Input rows –
══════

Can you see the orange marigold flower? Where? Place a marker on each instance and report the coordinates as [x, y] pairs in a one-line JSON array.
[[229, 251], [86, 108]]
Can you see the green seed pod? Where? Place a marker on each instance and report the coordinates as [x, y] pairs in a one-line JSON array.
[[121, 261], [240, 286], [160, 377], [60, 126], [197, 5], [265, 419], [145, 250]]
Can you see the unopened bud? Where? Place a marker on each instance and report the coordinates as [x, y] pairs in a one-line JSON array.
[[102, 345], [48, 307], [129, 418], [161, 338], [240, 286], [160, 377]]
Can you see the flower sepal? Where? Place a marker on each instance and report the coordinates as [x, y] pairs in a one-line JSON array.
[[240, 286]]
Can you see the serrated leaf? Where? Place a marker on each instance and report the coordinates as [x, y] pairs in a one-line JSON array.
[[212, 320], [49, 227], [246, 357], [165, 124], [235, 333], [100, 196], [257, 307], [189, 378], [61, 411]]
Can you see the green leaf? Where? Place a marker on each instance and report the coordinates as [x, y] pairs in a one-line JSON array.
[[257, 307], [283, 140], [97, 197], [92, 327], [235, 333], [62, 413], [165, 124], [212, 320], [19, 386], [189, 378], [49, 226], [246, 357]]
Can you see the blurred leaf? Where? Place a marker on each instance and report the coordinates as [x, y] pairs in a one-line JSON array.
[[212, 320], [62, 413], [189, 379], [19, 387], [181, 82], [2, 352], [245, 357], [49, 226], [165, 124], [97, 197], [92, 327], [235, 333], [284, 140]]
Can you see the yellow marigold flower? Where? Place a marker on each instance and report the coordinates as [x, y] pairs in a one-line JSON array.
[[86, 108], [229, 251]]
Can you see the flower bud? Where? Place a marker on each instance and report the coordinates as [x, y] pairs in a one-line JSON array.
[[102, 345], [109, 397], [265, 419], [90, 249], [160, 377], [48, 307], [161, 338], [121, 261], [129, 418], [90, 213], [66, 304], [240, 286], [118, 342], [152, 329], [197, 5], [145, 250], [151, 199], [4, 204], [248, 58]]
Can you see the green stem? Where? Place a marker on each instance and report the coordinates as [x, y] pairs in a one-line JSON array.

══════

Directive – Rewrite only the rows from the line that contains "Can you see the blurred" through the line that contains "333], [284, 140]]". Keep the request unchanged, and offset every x and y coordinate in the answer by adding 17.

The completed task –
Can you see the blurred leaf? Where? Place a marker on each instance and report the coordinates as [x, y] pairs in a one-line JSON array.
[[229, 337], [79, 430], [206, 396], [36, 404], [198, 99], [19, 369], [262, 374], [66, 243], [182, 141], [114, 214], [109, 344], [252, 350], [301, 157]]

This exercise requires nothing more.